● Data:
■ ■ ■ ■
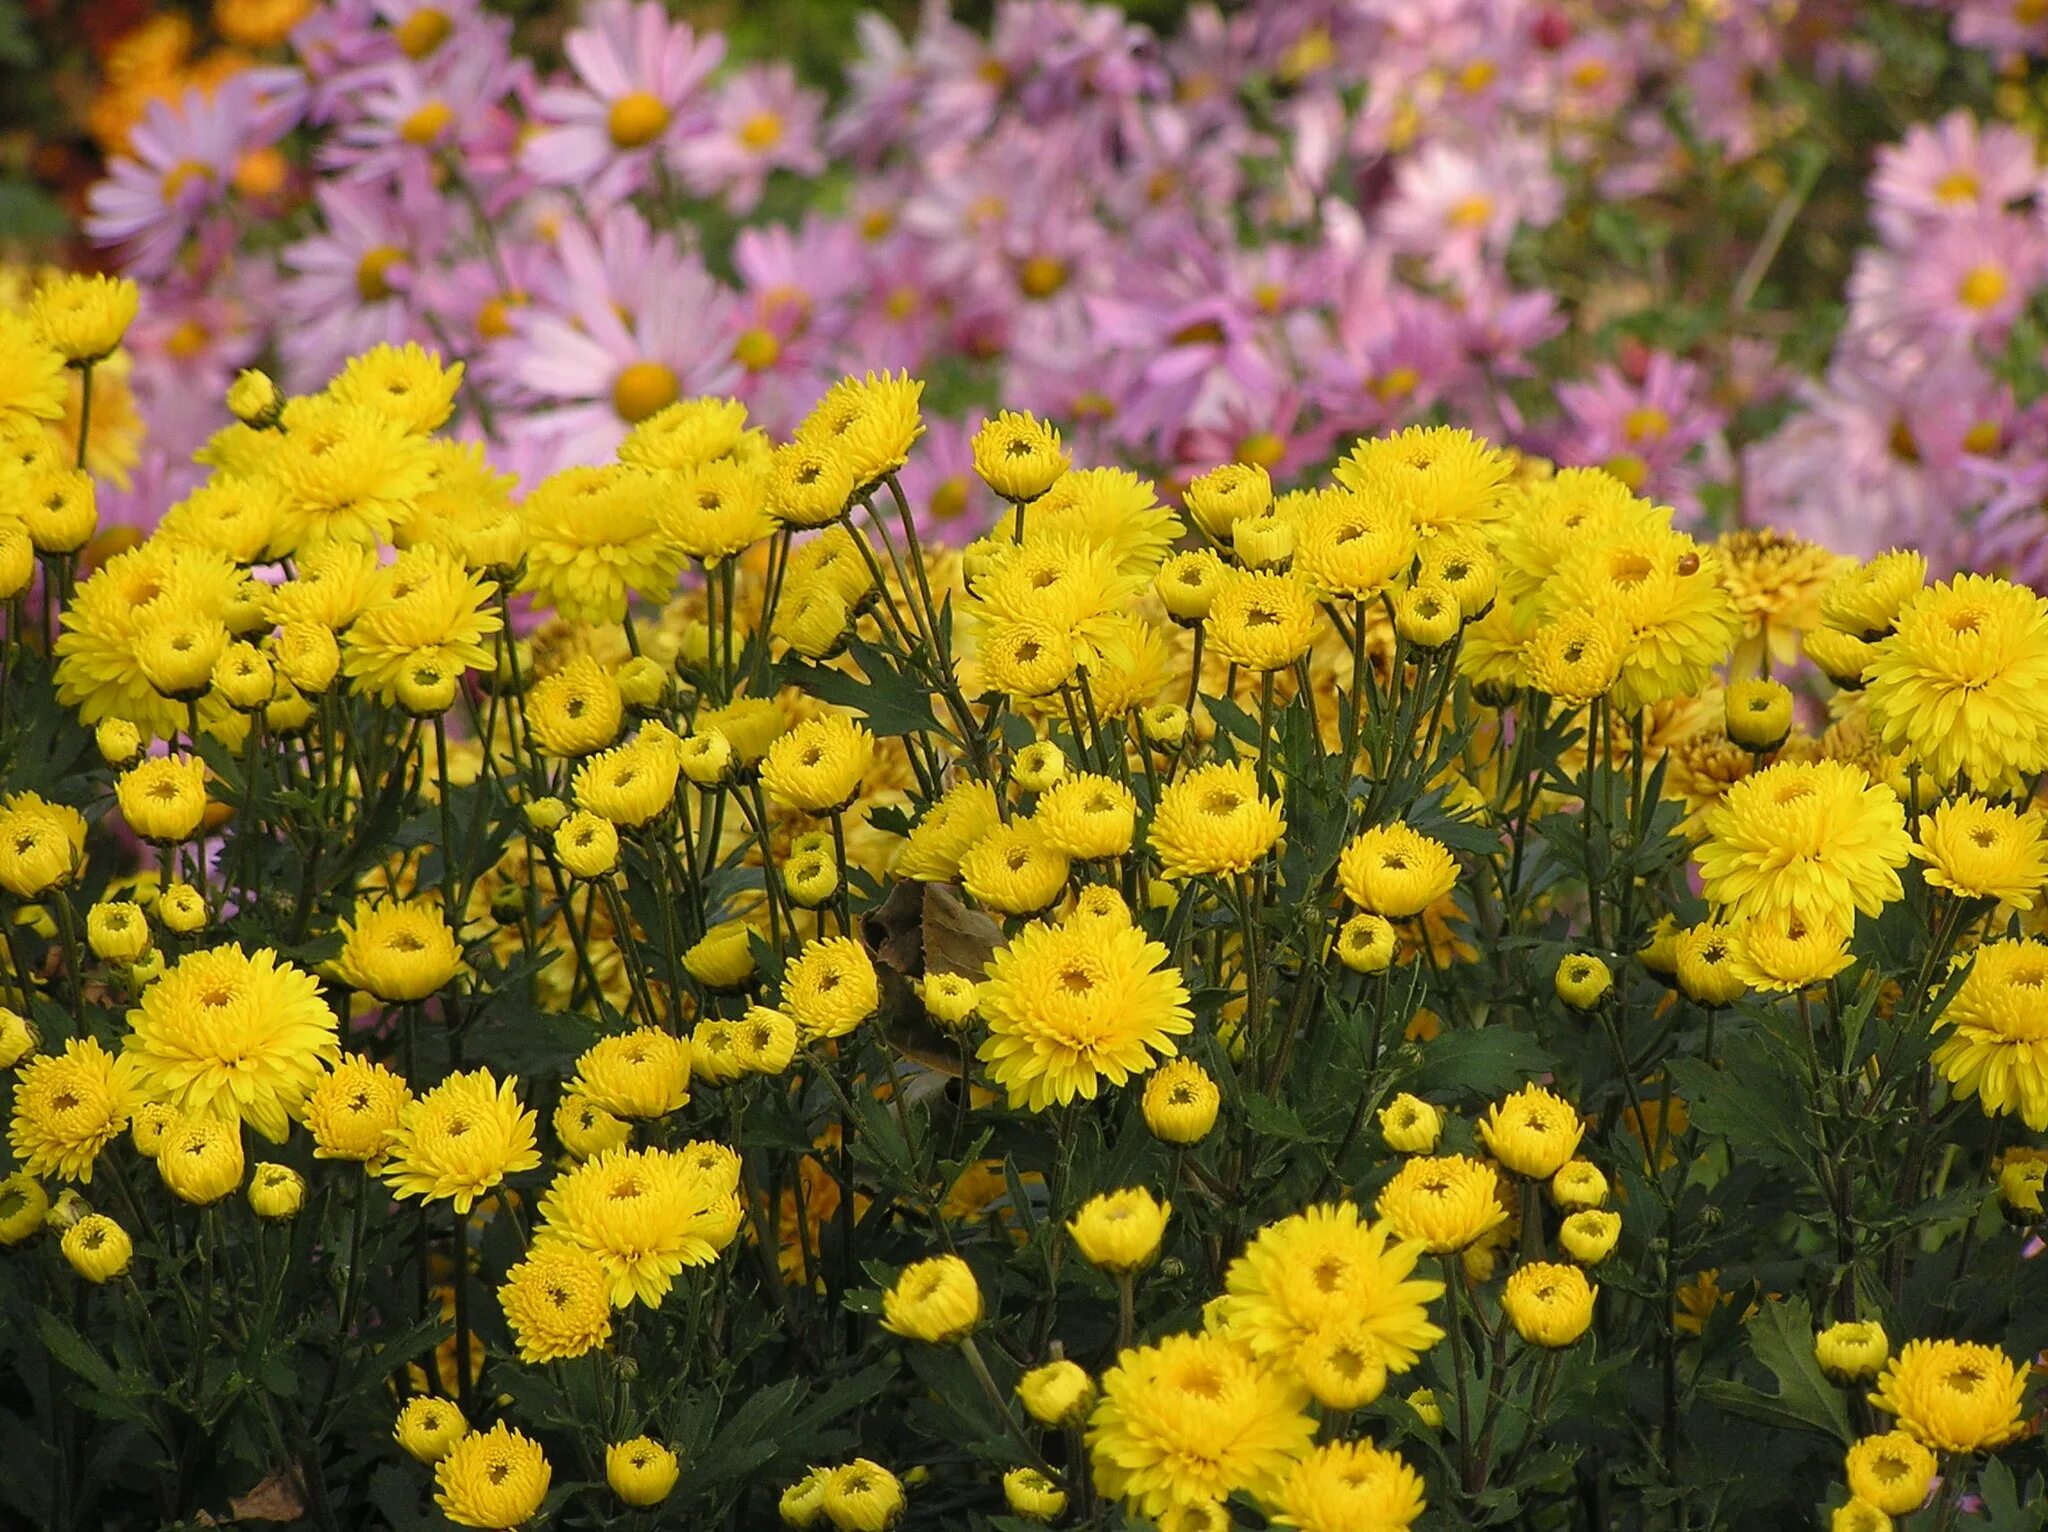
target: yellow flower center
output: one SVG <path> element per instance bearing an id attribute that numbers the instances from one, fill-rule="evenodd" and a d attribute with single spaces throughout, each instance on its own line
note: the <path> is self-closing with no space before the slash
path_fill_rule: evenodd
<path id="1" fill-rule="evenodd" d="M 2004 434 L 1998 429 L 1997 421 L 1980 420 L 1963 433 L 1963 450 L 1980 454 L 1996 452 Z"/>
<path id="2" fill-rule="evenodd" d="M 1618 452 L 1600 465 L 1630 489 L 1641 489 L 1650 476 L 1650 465 L 1633 452 Z"/>
<path id="3" fill-rule="evenodd" d="M 621 149 L 637 149 L 661 136 L 668 126 L 668 108 L 658 96 L 636 90 L 619 97 L 605 118 L 605 131 Z"/>
<path id="4" fill-rule="evenodd" d="M 1017 285 L 1027 298 L 1050 298 L 1067 285 L 1066 262 L 1050 255 L 1034 255 L 1017 273 Z"/>
<path id="5" fill-rule="evenodd" d="M 1934 198 L 1937 202 L 1954 205 L 1958 202 L 1977 200 L 1978 181 L 1976 174 L 1968 170 L 1951 170 L 1934 183 Z"/>
<path id="6" fill-rule="evenodd" d="M 1981 312 L 2003 298 L 2009 285 L 2005 273 L 1998 267 L 1972 266 L 1963 280 L 1956 284 L 1956 300 L 1964 308 Z"/>
<path id="7" fill-rule="evenodd" d="M 1493 199 L 1477 194 L 1464 197 L 1451 204 L 1450 220 L 1454 229 L 1476 229 L 1493 216 Z"/>
<path id="8" fill-rule="evenodd" d="M 250 149 L 235 161 L 235 190 L 245 197 L 274 197 L 284 189 L 291 166 L 275 145 Z"/>
<path id="9" fill-rule="evenodd" d="M 732 359 L 748 372 L 765 372 L 775 365 L 775 359 L 782 355 L 782 343 L 773 332 L 756 326 L 743 332 L 733 342 Z"/>
<path id="10" fill-rule="evenodd" d="M 782 119 L 773 112 L 755 112 L 740 124 L 740 143 L 760 153 L 782 142 Z"/>
<path id="11" fill-rule="evenodd" d="M 424 149 L 455 120 L 455 109 L 445 101 L 429 101 L 398 125 L 398 136 Z"/>
<path id="12" fill-rule="evenodd" d="M 951 521 L 967 509 L 967 480 L 960 474 L 939 480 L 932 489 L 931 513 L 941 521 Z"/>
<path id="13" fill-rule="evenodd" d="M 401 53 L 409 59 L 423 59 L 448 41 L 454 30 L 455 23 L 440 11 L 422 6 L 399 23 L 395 35 Z"/>
<path id="14" fill-rule="evenodd" d="M 885 207 L 871 207 L 860 215 L 860 237 L 877 240 L 896 227 L 896 215 Z"/>
<path id="15" fill-rule="evenodd" d="M 1383 378 L 1375 379 L 1366 386 L 1381 403 L 1394 399 L 1405 399 L 1415 392 L 1415 385 L 1421 382 L 1413 367 L 1396 367 Z"/>
<path id="16" fill-rule="evenodd" d="M 178 193 L 194 181 L 210 181 L 213 172 L 197 160 L 180 160 L 164 172 L 164 201 L 176 202 Z"/>
<path id="17" fill-rule="evenodd" d="M 363 258 L 356 262 L 356 296 L 365 303 L 382 303 L 389 298 L 391 268 L 404 259 L 405 252 L 396 245 L 376 245 L 365 250 Z"/>
<path id="18" fill-rule="evenodd" d="M 676 375 L 659 362 L 634 362 L 612 384 L 612 408 L 628 425 L 667 409 L 682 391 Z"/>
<path id="19" fill-rule="evenodd" d="M 1492 59 L 1474 59 L 1458 71 L 1458 87 L 1476 96 L 1491 85 L 1499 73 L 1499 66 Z"/>
<path id="20" fill-rule="evenodd" d="M 512 311 L 526 307 L 526 294 L 500 293 L 476 311 L 476 333 L 485 340 L 503 340 L 512 333 Z"/>
<path id="21" fill-rule="evenodd" d="M 1274 431 L 1254 431 L 1237 444 L 1233 454 L 1240 463 L 1271 468 L 1287 455 L 1287 439 Z"/>
<path id="22" fill-rule="evenodd" d="M 1621 430 L 1634 443 L 1662 441 L 1671 434 L 1671 417 L 1654 404 L 1641 405 L 1628 412 Z"/>
<path id="23" fill-rule="evenodd" d="M 213 337 L 206 326 L 196 319 L 187 319 L 171 331 L 164 342 L 164 349 L 180 361 L 189 361 L 206 349 L 206 343 Z"/>

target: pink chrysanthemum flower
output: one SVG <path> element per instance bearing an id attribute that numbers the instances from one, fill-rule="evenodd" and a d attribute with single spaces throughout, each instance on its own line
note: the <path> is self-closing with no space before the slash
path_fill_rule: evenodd
<path id="1" fill-rule="evenodd" d="M 446 242 L 450 211 L 407 176 L 389 190 L 330 181 L 314 194 L 323 232 L 287 245 L 278 342 L 293 387 L 318 387 L 359 351 L 431 342 L 411 301 L 420 263 Z"/>
<path id="2" fill-rule="evenodd" d="M 444 49 L 431 65 L 399 59 L 366 71 L 356 115 L 327 140 L 322 163 L 367 181 L 445 155 L 472 183 L 502 175 L 517 132 L 506 98 L 527 74 L 508 42 L 502 28 L 479 28 L 473 46 Z"/>
<path id="3" fill-rule="evenodd" d="M 1700 370 L 1662 351 L 1640 377 L 1603 362 L 1583 382 L 1557 385 L 1569 422 L 1560 460 L 1605 468 L 1629 488 L 1681 503 L 1692 486 L 1683 468 L 1693 450 L 1725 424 L 1706 399 Z"/>
<path id="4" fill-rule="evenodd" d="M 1969 113 L 1916 122 L 1877 151 L 1870 177 L 1871 220 L 1894 245 L 1935 226 L 1974 222 L 2037 195 L 2034 144 L 2005 123 L 1979 127 Z"/>
<path id="5" fill-rule="evenodd" d="M 1507 138 L 1483 156 L 1431 143 L 1394 173 L 1386 237 L 1445 281 L 1468 283 L 1525 223 L 1557 216 L 1562 193 L 1540 144 Z"/>
<path id="6" fill-rule="evenodd" d="M 606 202 L 638 191 L 657 155 L 674 156 L 702 131 L 699 88 L 725 56 L 725 39 L 700 39 L 671 22 L 660 0 L 597 0 L 588 16 L 562 43 L 577 83 L 535 97 L 543 126 L 522 163 L 542 181 Z"/>
<path id="7" fill-rule="evenodd" d="M 818 93 L 798 85 L 789 65 L 743 69 L 718 88 L 710 122 L 677 148 L 676 166 L 693 191 L 722 197 L 734 213 L 750 213 L 770 171 L 809 176 L 825 168 L 821 115 Z"/>
<path id="8" fill-rule="evenodd" d="M 2041 231 L 2010 214 L 1942 226 L 1910 250 L 1866 250 L 1849 275 L 1849 331 L 1878 356 L 1996 346 L 2044 269 Z"/>
<path id="9" fill-rule="evenodd" d="M 597 228 L 563 229 L 567 303 L 522 312 L 506 348 L 509 375 L 542 405 L 527 426 L 557 464 L 602 462 L 656 410 L 728 392 L 737 375 L 731 298 L 703 263 L 631 208 Z"/>

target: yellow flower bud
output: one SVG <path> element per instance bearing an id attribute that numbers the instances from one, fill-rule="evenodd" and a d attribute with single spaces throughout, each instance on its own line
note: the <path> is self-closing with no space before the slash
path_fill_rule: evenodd
<path id="1" fill-rule="evenodd" d="M 1168 1059 L 1145 1081 L 1145 1126 L 1167 1144 L 1198 1144 L 1216 1126 L 1223 1096 L 1193 1059 Z"/>
<path id="2" fill-rule="evenodd" d="M 438 1463 L 448 1450 L 469 1434 L 469 1422 L 452 1401 L 425 1394 L 406 1401 L 391 1428 L 399 1446 L 422 1463 Z"/>
<path id="3" fill-rule="evenodd" d="M 1067 1232 L 1089 1265 L 1127 1275 L 1152 1264 L 1172 1212 L 1172 1203 L 1159 1201 L 1142 1186 L 1127 1186 L 1082 1203 Z"/>
<path id="4" fill-rule="evenodd" d="M 1042 1426 L 1076 1425 L 1095 1404 L 1095 1380 L 1078 1362 L 1047 1362 L 1017 1380 L 1025 1413 Z"/>
<path id="5" fill-rule="evenodd" d="M 681 1474 L 676 1455 L 652 1437 L 636 1436 L 604 1450 L 605 1482 L 627 1505 L 659 1505 Z"/>
<path id="6" fill-rule="evenodd" d="M 1621 1214 L 1598 1208 L 1581 1208 L 1570 1214 L 1557 1232 L 1557 1242 L 1564 1247 L 1564 1253 L 1588 1266 L 1598 1266 L 1612 1255 L 1615 1241 L 1620 1238 Z"/>
<path id="7" fill-rule="evenodd" d="M 249 1206 L 258 1218 L 296 1218 L 306 1205 L 306 1178 L 289 1165 L 265 1161 L 249 1177 Z"/>
<path id="8" fill-rule="evenodd" d="M 1590 1011 L 1614 988 L 1614 975 L 1589 952 L 1568 953 L 1557 965 L 1557 998 L 1575 1011 Z"/>
<path id="9" fill-rule="evenodd" d="M 1443 1136 L 1444 1114 L 1406 1091 L 1380 1108 L 1380 1137 L 1396 1154 L 1429 1154 Z"/>
<path id="10" fill-rule="evenodd" d="M 909 1340 L 951 1345 L 981 1323 L 981 1285 L 957 1255 L 937 1255 L 903 1268 L 882 1295 L 882 1328 Z"/>
<path id="11" fill-rule="evenodd" d="M 64 1231 L 60 1248 L 71 1269 L 88 1282 L 111 1282 L 128 1269 L 135 1242 L 105 1213 L 88 1213 Z"/>
<path id="12" fill-rule="evenodd" d="M 1728 688 L 1728 737 L 1745 750 L 1775 750 L 1792 732 L 1792 690 L 1781 681 L 1737 681 Z"/>
<path id="13" fill-rule="evenodd" d="M 1876 1377 L 1891 1354 L 1884 1326 L 1874 1319 L 1844 1319 L 1813 1338 L 1814 1360 L 1828 1376 L 1843 1382 Z"/>
<path id="14" fill-rule="evenodd" d="M 1593 1300 L 1599 1291 L 1577 1266 L 1526 1261 L 1508 1274 L 1501 1289 L 1501 1307 L 1523 1340 L 1557 1349 L 1586 1333 L 1593 1323 Z"/>

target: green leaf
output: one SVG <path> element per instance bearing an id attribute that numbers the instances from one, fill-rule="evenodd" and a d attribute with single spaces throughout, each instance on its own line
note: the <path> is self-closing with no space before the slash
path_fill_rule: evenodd
<path id="1" fill-rule="evenodd" d="M 2048 1499 L 2042 1497 L 2040 1479 L 2028 1484 L 2026 1498 L 2021 1499 L 2012 1470 L 2002 1458 L 1985 1463 L 1977 1475 L 1977 1493 L 1984 1502 L 1983 1516 L 1970 1522 L 1972 1532 L 1979 1527 L 1983 1532 L 2038 1532 L 2048 1524 Z"/>
<path id="2" fill-rule="evenodd" d="M 1402 1088 L 1419 1094 L 1471 1091 L 1497 1096 L 1545 1073 L 1551 1059 L 1535 1038 L 1509 1027 L 1440 1032 L 1422 1045 L 1422 1063 Z"/>
<path id="3" fill-rule="evenodd" d="M 777 667 L 783 679 L 835 707 L 850 708 L 867 719 L 877 734 L 939 734 L 952 739 L 932 713 L 932 697 L 924 684 L 898 670 L 889 656 L 865 639 L 856 638 L 847 652 L 861 668 L 849 675 L 823 665 L 784 660 Z"/>
<path id="4" fill-rule="evenodd" d="M 1844 1446 L 1856 1439 L 1842 1391 L 1828 1381 L 1813 1354 L 1813 1310 L 1804 1298 L 1766 1303 L 1743 1326 L 1749 1349 L 1778 1380 L 1766 1394 L 1746 1383 L 1711 1379 L 1700 1392 L 1731 1414 L 1767 1425 L 1791 1426 L 1832 1436 Z"/>
<path id="5" fill-rule="evenodd" d="M 36 1334 L 66 1371 L 75 1374 L 91 1391 L 82 1401 L 95 1415 L 108 1420 L 147 1420 L 148 1410 L 140 1403 L 154 1390 L 140 1373 L 117 1373 L 92 1343 L 48 1309 L 36 1311 Z"/>

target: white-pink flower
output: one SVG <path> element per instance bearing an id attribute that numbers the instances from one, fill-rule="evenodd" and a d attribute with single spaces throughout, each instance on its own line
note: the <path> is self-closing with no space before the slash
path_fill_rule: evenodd
<path id="1" fill-rule="evenodd" d="M 691 190 L 750 213 L 770 171 L 816 175 L 825 168 L 821 114 L 818 93 L 798 85 L 789 65 L 743 69 L 719 87 L 705 130 L 677 148 L 676 167 Z"/>

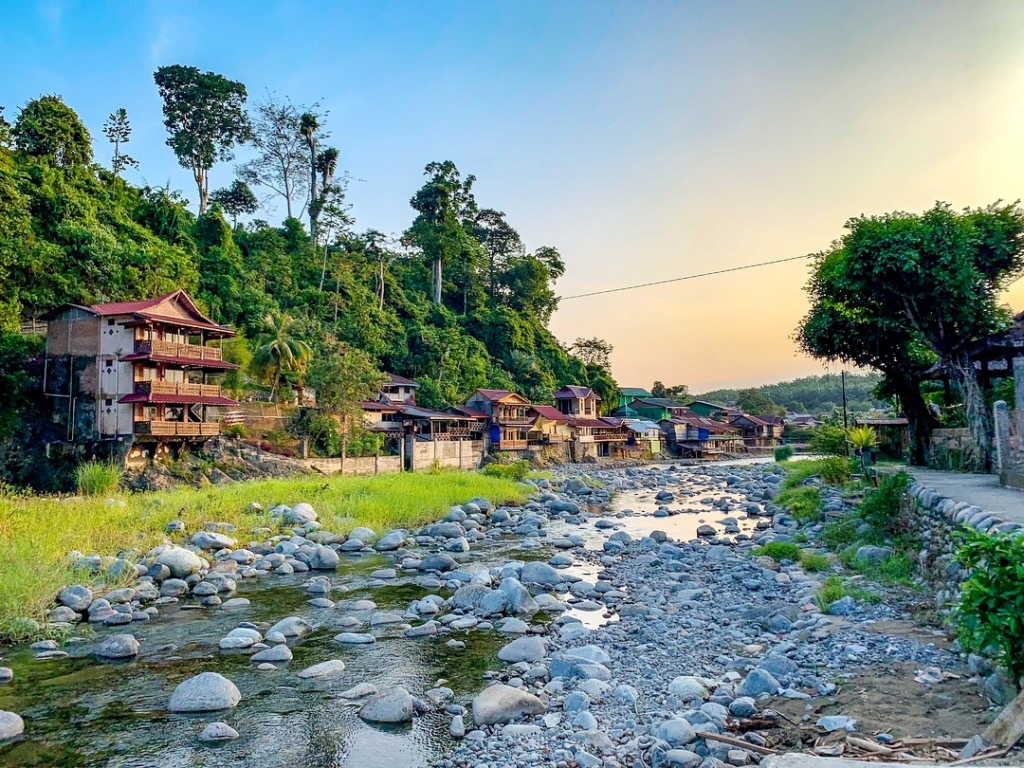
■ ■ ■ ■
● What is being asked: Show every line from the listing above in which the string "flower" appears.

● Output for this task:
target: yellow flower center
target: pink chrysanthemum flower
target: yellow flower bud
target: white-pink flower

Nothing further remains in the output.